• SOURCE EXTRACT:
※

For my international readers, today is ANZAC Day, one of the most important Australian public holidays. It commemorates the landing of the soldiers of the Australia and New Zealand Army Corps in Gallipoli on the 25th of April 1915. The photo above is of the dawn service at Kings Park in Perth, something I went to many times while growing up there. The photo is by Gnangarra in 2009.
This is just after the landing. You can see it is terrible terrain with steep cliffs straight next to the beaches. Turkish troops were dug in over the slopes with machine guns. Not long after the landing the British high command admitted they had been sent to the wrong place. This, and the conduct of the campaign as a whole, has had a profound effect on Australia’s sense of identity. Eleven Victoria Crosses, the highest award for valour in the face of the enemy, were awarded over the Gallipoli campaign, including five in one day during the Battle of Lone Pine.

※

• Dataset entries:
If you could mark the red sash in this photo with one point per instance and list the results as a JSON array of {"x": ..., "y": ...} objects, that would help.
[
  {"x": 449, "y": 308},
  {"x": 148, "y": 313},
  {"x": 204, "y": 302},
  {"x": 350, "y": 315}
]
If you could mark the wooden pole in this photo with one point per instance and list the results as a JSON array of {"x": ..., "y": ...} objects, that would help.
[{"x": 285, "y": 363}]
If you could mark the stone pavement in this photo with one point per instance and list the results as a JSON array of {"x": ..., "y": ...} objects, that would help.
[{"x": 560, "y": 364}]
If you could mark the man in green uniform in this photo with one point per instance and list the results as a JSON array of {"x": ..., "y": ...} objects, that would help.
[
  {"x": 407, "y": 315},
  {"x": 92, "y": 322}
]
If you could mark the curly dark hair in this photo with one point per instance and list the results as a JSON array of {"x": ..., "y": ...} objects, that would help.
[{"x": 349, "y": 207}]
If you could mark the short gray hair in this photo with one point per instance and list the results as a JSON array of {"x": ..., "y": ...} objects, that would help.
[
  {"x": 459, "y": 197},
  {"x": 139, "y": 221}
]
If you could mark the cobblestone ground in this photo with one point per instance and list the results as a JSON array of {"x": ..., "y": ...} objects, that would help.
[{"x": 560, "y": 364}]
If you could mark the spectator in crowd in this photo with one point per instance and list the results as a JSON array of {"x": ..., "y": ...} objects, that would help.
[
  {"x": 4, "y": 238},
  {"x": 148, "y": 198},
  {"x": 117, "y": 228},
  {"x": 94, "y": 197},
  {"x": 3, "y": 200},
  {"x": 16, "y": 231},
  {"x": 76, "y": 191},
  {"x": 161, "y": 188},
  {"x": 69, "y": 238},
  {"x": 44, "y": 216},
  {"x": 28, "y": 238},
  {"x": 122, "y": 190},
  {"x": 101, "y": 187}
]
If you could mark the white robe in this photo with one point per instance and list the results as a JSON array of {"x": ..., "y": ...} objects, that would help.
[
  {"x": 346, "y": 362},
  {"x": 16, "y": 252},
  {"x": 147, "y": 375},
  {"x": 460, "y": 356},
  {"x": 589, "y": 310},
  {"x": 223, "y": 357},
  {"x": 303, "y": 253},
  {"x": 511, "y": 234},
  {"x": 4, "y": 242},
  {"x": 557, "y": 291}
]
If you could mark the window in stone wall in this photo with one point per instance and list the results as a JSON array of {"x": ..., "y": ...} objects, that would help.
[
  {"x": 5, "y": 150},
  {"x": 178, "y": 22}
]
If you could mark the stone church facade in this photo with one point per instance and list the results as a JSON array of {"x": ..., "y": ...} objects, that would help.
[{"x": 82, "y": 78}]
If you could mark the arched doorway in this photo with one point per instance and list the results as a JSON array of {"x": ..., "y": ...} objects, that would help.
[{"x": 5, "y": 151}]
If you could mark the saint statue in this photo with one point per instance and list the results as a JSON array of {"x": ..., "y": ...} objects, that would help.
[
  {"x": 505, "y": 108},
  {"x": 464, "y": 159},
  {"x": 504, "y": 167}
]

※

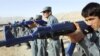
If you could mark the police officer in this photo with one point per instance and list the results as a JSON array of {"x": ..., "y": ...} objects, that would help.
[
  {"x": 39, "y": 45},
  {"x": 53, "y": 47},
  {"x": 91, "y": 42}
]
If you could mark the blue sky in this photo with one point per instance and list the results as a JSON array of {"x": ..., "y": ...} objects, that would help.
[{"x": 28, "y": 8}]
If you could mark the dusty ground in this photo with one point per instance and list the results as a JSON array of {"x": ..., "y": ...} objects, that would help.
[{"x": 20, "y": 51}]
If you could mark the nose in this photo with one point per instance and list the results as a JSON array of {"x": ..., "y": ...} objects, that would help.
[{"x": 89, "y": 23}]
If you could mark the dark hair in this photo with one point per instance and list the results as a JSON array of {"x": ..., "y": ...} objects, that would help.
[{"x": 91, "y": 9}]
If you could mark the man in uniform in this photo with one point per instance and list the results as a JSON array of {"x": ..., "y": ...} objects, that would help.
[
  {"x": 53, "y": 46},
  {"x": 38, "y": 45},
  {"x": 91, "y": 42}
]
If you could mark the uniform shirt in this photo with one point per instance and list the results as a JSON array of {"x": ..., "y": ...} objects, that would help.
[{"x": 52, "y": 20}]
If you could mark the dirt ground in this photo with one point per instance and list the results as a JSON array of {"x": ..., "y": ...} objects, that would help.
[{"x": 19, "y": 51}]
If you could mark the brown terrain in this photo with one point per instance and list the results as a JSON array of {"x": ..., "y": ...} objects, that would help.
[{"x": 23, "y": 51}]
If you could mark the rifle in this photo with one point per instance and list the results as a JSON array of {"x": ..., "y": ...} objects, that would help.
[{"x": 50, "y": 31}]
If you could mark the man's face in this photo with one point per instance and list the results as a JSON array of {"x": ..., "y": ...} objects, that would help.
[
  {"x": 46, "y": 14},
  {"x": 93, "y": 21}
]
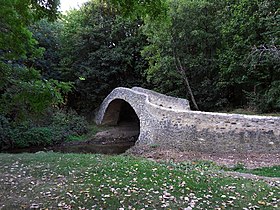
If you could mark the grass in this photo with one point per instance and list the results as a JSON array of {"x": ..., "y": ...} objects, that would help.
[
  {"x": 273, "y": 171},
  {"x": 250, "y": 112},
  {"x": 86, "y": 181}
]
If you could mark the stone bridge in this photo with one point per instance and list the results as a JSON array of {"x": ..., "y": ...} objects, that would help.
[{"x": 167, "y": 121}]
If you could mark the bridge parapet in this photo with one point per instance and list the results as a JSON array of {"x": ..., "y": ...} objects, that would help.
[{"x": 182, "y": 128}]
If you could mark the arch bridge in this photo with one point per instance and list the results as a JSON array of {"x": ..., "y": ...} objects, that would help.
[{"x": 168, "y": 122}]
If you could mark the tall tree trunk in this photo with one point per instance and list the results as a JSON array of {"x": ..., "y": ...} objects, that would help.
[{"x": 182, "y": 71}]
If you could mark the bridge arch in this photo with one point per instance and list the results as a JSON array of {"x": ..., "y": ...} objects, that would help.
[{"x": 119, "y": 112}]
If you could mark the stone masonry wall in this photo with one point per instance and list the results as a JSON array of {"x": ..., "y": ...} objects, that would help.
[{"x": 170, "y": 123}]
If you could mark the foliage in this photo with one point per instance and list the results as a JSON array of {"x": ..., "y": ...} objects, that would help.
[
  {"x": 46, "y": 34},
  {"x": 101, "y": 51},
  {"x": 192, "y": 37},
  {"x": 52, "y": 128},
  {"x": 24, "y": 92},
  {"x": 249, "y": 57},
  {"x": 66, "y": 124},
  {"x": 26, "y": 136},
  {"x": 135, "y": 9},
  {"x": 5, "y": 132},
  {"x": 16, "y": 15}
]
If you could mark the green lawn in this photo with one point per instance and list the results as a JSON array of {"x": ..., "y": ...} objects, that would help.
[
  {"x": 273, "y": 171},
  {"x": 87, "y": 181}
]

※

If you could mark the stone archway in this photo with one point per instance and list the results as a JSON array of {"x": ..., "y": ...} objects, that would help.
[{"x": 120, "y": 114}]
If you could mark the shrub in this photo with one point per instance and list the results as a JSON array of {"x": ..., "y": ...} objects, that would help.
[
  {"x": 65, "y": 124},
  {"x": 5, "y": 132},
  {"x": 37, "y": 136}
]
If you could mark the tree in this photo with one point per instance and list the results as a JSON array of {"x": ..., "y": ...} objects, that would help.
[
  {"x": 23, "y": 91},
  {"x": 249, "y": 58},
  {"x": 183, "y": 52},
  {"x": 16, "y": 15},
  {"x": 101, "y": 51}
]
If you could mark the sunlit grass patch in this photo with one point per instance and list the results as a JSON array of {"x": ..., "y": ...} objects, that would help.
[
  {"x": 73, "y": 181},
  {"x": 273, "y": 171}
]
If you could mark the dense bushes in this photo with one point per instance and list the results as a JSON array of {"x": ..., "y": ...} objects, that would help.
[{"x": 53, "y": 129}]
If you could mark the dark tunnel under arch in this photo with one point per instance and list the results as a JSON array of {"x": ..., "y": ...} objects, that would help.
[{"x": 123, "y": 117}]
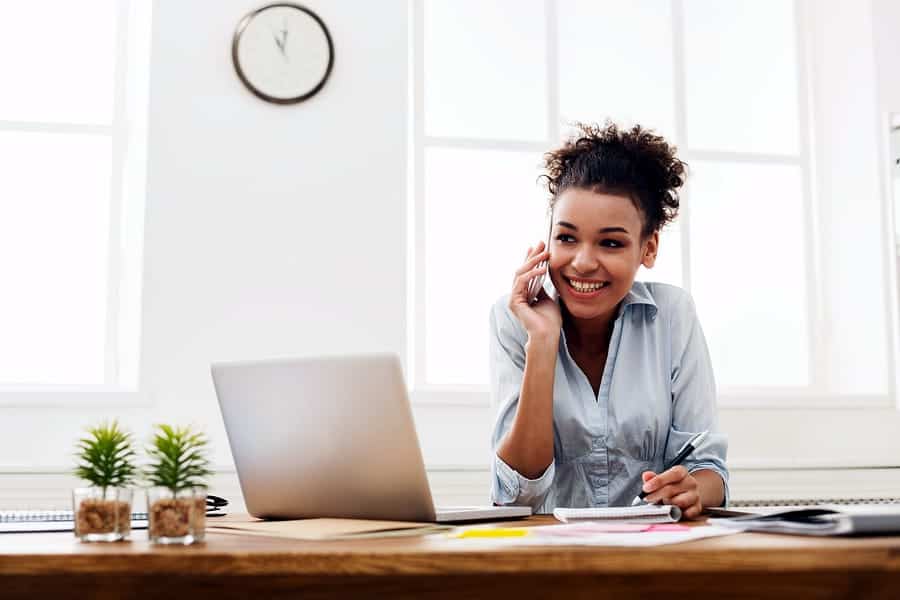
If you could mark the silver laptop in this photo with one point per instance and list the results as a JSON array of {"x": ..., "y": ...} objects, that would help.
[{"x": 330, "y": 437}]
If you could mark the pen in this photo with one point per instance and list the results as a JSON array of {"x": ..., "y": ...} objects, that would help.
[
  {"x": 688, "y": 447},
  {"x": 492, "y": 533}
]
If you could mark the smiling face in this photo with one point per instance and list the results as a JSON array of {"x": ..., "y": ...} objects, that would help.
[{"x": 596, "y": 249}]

※

• PROBLEMS TO WORK ON:
1 - Copy from the ANZAC Day text, starting at "For my international" and ending at "Gnangarra in 2009.".
2 - Write what comes next in the ANZAC Day text, picking up after its final sentence.

• ANSWERS TO EACH TASK:
1 -
For my international readers, today is ANZAC Day, one of the most important Australian public holidays. It commemorates the landing of the soldiers of the Australia and New Zealand Army Corps in Gallipoli on the 25th of April 1915. The photo above is of the dawn service at Kings Park in Perth, something I went to many times while growing up there. The photo is by Gnangarra in 2009.

2 -
The Gallipoli campaign lasted for 9 months. In this photo of New Zealand soldiers you can see that the entire encampment was squeezed into a few metres between the water and the cliffs. There were thousands of soldiers in the trenches, literally on top of each other. This photo is from Graham Bould, “This photograph is one of a set of 14 given to me by my grandmother. My grandfather, who was wounded at Gallipoli, obtained these from another New Zealand soldier who was subsequently killed.”
Many of the memories of Gallipoli are not just based on the soldiers, but also on the nurses, medical corps and support structure required. It is a reminder not only of the people who paid the ultimate price, but of the horrible way war affects every single one of us, from the smallest individual to an entire nation.
I strongly suggest you spend some time on the official ANZAC website to learn more about Gallipoli.
Lest We Forget.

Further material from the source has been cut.